● **SHORT TASK**:
Copy the rows below word for word, leaving out the pictures.
***** DATA PROVIDED *****
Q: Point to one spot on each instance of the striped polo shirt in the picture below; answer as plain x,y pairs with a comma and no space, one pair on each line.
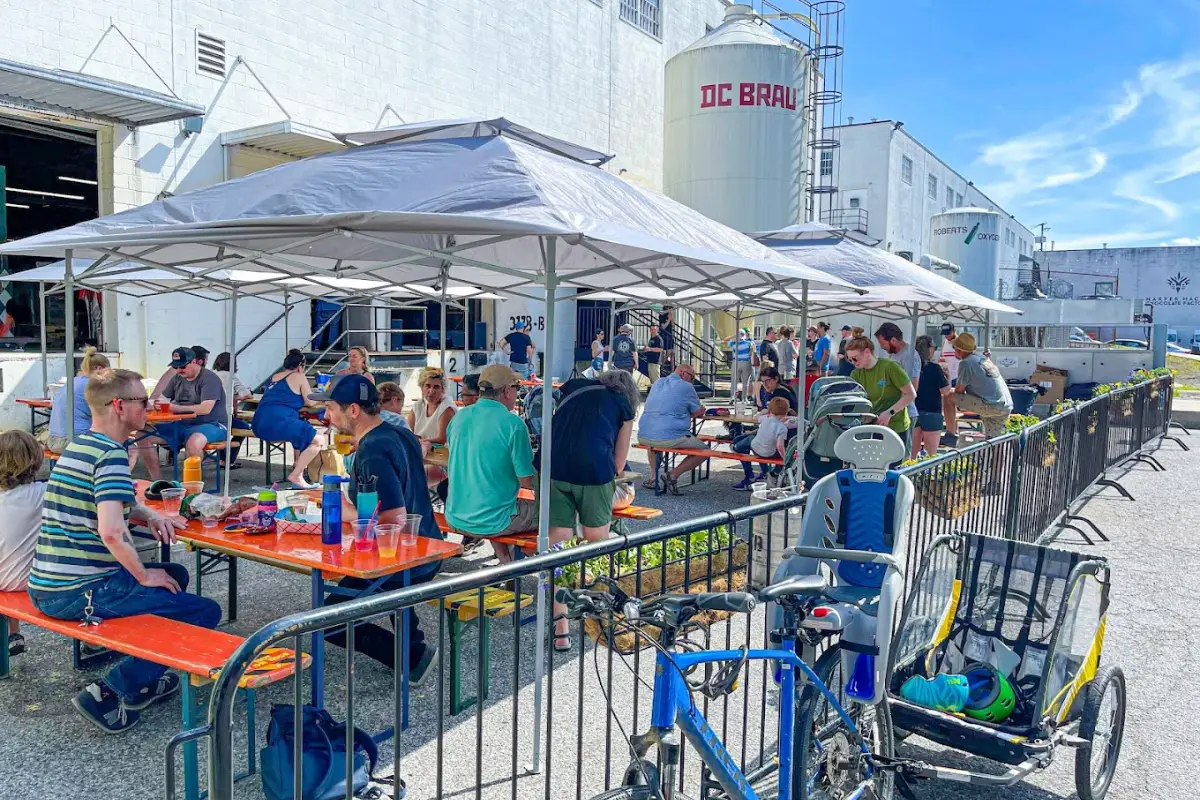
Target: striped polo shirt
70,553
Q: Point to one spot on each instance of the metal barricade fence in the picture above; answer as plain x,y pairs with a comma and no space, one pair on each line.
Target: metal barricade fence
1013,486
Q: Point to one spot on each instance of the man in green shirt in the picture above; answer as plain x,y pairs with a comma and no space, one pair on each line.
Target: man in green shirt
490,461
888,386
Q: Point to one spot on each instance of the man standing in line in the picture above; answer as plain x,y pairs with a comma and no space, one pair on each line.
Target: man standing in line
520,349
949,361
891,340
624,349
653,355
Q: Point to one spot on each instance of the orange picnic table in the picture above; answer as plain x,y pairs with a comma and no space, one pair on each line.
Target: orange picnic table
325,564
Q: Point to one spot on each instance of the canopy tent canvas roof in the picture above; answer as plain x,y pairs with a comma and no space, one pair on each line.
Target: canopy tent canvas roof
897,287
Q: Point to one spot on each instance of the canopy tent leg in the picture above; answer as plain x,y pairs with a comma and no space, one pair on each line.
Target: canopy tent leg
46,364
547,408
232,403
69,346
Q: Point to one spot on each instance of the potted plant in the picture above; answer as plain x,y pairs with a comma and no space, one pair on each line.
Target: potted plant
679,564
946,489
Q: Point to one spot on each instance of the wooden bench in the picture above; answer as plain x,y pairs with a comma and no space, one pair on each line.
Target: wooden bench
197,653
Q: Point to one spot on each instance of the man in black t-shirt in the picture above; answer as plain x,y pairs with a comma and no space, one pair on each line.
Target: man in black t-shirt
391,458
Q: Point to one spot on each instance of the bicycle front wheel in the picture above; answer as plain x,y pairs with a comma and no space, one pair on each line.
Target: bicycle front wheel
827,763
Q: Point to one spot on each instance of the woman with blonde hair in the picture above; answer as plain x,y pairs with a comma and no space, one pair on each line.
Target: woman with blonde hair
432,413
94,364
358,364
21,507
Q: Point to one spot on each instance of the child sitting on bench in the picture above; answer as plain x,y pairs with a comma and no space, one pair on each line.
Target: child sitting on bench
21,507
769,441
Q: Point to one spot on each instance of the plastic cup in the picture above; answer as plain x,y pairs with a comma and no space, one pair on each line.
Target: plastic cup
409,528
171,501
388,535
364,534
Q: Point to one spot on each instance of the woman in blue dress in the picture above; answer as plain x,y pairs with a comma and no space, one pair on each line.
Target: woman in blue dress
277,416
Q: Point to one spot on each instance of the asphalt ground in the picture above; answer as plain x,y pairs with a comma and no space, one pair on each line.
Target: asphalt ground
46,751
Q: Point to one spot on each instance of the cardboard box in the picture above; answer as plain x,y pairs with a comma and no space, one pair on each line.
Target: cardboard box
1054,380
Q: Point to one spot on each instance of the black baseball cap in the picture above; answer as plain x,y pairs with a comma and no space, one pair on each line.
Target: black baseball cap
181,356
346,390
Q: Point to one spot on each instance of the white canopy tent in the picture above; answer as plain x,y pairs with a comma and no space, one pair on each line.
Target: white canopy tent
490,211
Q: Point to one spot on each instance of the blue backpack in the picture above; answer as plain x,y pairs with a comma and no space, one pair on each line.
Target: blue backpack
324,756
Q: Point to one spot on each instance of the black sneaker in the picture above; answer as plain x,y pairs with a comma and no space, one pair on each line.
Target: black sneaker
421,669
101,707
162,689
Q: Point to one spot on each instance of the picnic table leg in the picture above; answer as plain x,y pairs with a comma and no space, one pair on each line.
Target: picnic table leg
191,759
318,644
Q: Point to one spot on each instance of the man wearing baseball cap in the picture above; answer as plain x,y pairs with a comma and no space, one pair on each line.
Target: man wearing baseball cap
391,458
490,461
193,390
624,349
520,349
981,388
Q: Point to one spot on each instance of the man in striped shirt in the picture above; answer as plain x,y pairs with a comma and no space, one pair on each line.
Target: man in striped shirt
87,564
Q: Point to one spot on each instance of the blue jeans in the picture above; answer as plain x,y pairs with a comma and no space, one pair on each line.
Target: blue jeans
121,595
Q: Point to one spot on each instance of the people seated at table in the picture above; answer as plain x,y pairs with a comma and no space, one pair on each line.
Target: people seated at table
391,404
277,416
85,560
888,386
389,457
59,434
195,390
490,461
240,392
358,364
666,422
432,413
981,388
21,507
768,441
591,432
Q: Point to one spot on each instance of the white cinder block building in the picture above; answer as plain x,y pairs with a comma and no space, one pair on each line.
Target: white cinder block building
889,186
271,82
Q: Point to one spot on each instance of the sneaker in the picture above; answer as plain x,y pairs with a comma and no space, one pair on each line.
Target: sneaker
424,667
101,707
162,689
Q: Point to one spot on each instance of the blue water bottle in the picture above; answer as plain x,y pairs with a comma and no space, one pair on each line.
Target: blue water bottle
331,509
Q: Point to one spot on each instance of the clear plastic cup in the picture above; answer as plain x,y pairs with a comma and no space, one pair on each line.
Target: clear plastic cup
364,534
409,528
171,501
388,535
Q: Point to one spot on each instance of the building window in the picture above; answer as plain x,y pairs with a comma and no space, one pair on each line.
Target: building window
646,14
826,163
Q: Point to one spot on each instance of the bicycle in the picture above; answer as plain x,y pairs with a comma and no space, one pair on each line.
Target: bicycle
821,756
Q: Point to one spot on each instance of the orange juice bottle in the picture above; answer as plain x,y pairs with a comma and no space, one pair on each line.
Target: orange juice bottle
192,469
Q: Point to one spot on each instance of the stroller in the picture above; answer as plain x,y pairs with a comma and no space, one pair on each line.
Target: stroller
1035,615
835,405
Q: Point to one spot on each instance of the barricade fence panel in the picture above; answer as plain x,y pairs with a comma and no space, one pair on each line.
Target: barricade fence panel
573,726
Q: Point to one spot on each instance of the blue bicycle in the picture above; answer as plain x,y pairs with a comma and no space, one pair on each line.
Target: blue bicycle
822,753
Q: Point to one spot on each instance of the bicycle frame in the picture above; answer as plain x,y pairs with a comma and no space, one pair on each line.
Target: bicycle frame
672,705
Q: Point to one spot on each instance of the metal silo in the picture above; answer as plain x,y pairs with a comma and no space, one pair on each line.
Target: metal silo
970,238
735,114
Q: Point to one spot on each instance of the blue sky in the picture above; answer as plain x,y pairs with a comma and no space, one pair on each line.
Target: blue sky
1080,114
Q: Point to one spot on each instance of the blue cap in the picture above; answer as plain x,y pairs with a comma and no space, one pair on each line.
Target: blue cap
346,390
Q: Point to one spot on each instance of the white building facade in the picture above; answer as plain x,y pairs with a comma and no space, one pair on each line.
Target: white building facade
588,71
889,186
*****
● **EXERCISE RESULT**:
Q: Point to one spot on each instance of the striped polo shirt in the picture below; answer as plain x,y pairs with a comma and no space, one pair on each line.
Target: striped polo shirt
70,553
Q: Point to one spot on each instance of the metal barricade fence in the picture above; answer as plain x,y pairs with a comma and no space, one pair on each line.
Target: metal barricade fence
1013,486
Q: Point to one spot on each instance of the man in green shirt in the picture above; answer as plain x,y pairs with a comma and no space, one pair on each line.
Target: man in green shirt
490,461
888,386
Q: Point to one spot on each instance of the man standing in line in the picture above; answer as plain x,y pairs with a comma and no space, one pair on each line.
Target: man standing in line
520,349
949,361
891,340
624,349
653,355
Q: Point to one spot on each instance of the orange picnic table in the picture above; answer as plain x,y pairs with a comma and no space, one pair on each line.
Target: orange picnic table
325,564
Q: Point to one spot on each instance of the canopy tent canvas roof in the picture above; answer as plain x,y pairs with a comma and no space, one pair on each line.
Target: canopy tent canvas roof
897,287
Q: Point to one spot on each instance of the canopy tent leg in the picture above; answer as plain x,y pairs with a comma and no space, one pair on each line.
Target: canopy tent leg
46,364
547,408
232,403
69,346
Q: Point to one spot on each instance of the potted plant in the picture above; answer as plain x,y pairs with a comma and no space, one pair on each line.
Target: potted plant
679,564
946,489
Q: Point to one spot on each instance of the wooden bench in the picture above; answer as plain x,y pairs with a comma and no space, one pair on each line.
Target: wooden bench
197,653
Q: Point to one spot on each instance of the man in black t-shirt in the picture above; answer as plain x,y pairs with a comma and no space, one pair on each line.
Target: man in black t-shirt
391,458
Q: Point to one spot on each instance of the bicycle front wheel in the picture above; answer as plain x,y pairs with a comma and no space, one pair on each line.
Target: bicycle front wheel
827,763
Q: Point to one spot on each instance of the woman with blonde hair in the picture above; answer as plain x,y pairs with a comma and no space, one pair on each line.
Target: woman with blonde hair
432,413
94,364
358,364
21,507
Q: Point to one spot on each instance of the child sitting on bench in the picture above; answer as plain x,y pairs with a comma and no space, one pair on each line.
Target: child sitting on bench
21,507
769,441
Q: Point to one spot on each instance of the plastic cup in the picture above; answer as plain x,y pairs with a comma and no space, one pair on each line.
Target: plastic cup
409,528
171,501
388,535
364,534
Q: Point to one spot on each instance of the woman in blue dress in the picture above; answer as plain x,y pairs with a comma and no space, one pair on each line.
Target: woman in blue dress
277,416
Q: Point to one spot on each instance of the asphalt ground in the picture above; answer as plain x,y pairs with a comma and no space, one pair on each line.
Target: asphalt ground
46,751
Q: Point to one spot on each instance of the cardboard box in the picture above; answer as plain x,y pairs with a comma and no space, one pair on each line.
Target: cardboard box
1054,380
Q: Point to one spot on each instance of the black baseball cap in the picture above; answer as plain x,y pairs with a comma and no space, one pair on each line.
Target: black baseball cap
181,356
346,390
Q: Point to one spot on each instance of the white canopy tent in the picture above; answer as plain x,y pairs with a comma and no space, one pair on each line.
Target: white canopy tent
490,211
Q: Point to one spot on each instance of the blue backpack in the picture above; answer as plain x,y pairs with a comma and no space, one pair on each line.
Target: blue backpack
324,756
Q: Point to one spot on each instance of the black sneaker in the picture above; answer as plain x,y pairs with a comma and no space, one pair on each line.
Target: black sneaker
421,669
101,707
162,689
Q: Point to one spot on each instance of the picnic table leg in the picture above; answer as plain x,y pairs with a comma and no space, one pair on each line.
Target: picnic table leg
191,759
318,644
Q: Point to one spot on each instance of the man wearing baseball cap in the picture above; answer as plain x,y pairs with a comma and no space, one pair on each line.
Target: man wearing baseball cap
391,458
490,461
193,390
624,349
520,349
981,388
Q: Point to one spot on each instance of the man in striped shirt in the picture above; answer as plain x,y pairs with a comma and no space, one pair on each line.
Target: man in striped shirt
87,564
Q: Point to one spot on each instance of the blue jeans in the picture above; answer as plain x,y pairs with a comma and no space, one pair on each line.
Target: blue jeans
121,595
Q: Point to one spot on each instance of the people seated at table in the picture above; answer as plain x,y pairs with a comma and no space, one pair on each line.
Target: people seated at table
391,404
277,416
85,560
888,386
389,457
59,434
195,390
490,461
240,392
358,364
666,422
432,413
981,388
21,507
768,441
591,432
Q: Point to one spot on each instance of the white cinder block building in the picture above; answer as plain x,y pairs with a comma and no space, one pair on each line.
Target: white cinder block building
889,186
271,82
Q: Point to one spot on each instance of the sneaker in the picture above; answer as plain x,y pairs with a comma and no space, one pair on each line.
Target: sneaker
424,667
101,707
162,689
Q: Point to one spot on each instance of the blue water bottle in the picture above; answer as plain x,y pairs with a comma and no space, one pair on each line.
Target: blue water bottle
331,509
Q: Point to one spot on each instance of the clear plastic cup in the picture above; answer as plain x,y pairs with a comma and no space, one pair on each line.
Target: clear plastic cup
364,534
409,528
171,501
388,535
Q: Point to one spot on each instance of the building window in the picture above; answer as plain x,y pairs with a comma and no space, one pair on each line.
Target: building window
646,14
826,163
Q: Point to one spot on each instance of the bicycle in the picture above; answer as plain x,y pairs with a comma and no space, one pair on each line.
Target: bicycle
821,756
Q: Point to one spot on each instance of the orange juice bottle in the picture above; answer as plain x,y pairs with a comma and no space, one pair on each line.
Target: orange juice bottle
192,469
Q: Point to one spot on each instance of the stroller in the picture above; answer as plain x,y pairs with a comma and no space, one pair on each line.
Target: stroller
1035,615
835,405
Q: Point to one spot on each instance of the barricade fence panel in the picture above; answer as plain x,y pairs with a comma and no space, one pair on each line.
Target: barricade fence panel
573,726
Q: Point to one spot on each instance of the blue bicycle in the picture above; answer as plain x,y pairs with a comma and no space, one pair on each line.
Target: blue bicycle
822,753
Q: Point to one spot on each instance of the bicycle frame in the picture above; answer as plain x,y pairs with a comma and no space, one pair on each line.
Target: bicycle frame
672,705
Q: Point to one spot on each instance of the metal silo in the picture above; answer as plain x,y pairs with a comma and no space, one pair on each line.
Target: metal silo
970,238
735,114
Q: Point to one spot on each instance of the blue sky in the picture above; answer as plain x,y pairs with a comma and no space, one pair on each line.
Target: blue sky
1080,114
Q: Point to one spot on each instance of the blue cap in the picture above; answer as plain x,y pairs with a comma and no space, one pair on each line.
Target: blue cap
346,390
Q: Point to one spot on each instance of the white building facade in the picture above; answer as plain x,y pairs with a comma and no space, one pair on each line.
Target: white building facade
588,71
889,186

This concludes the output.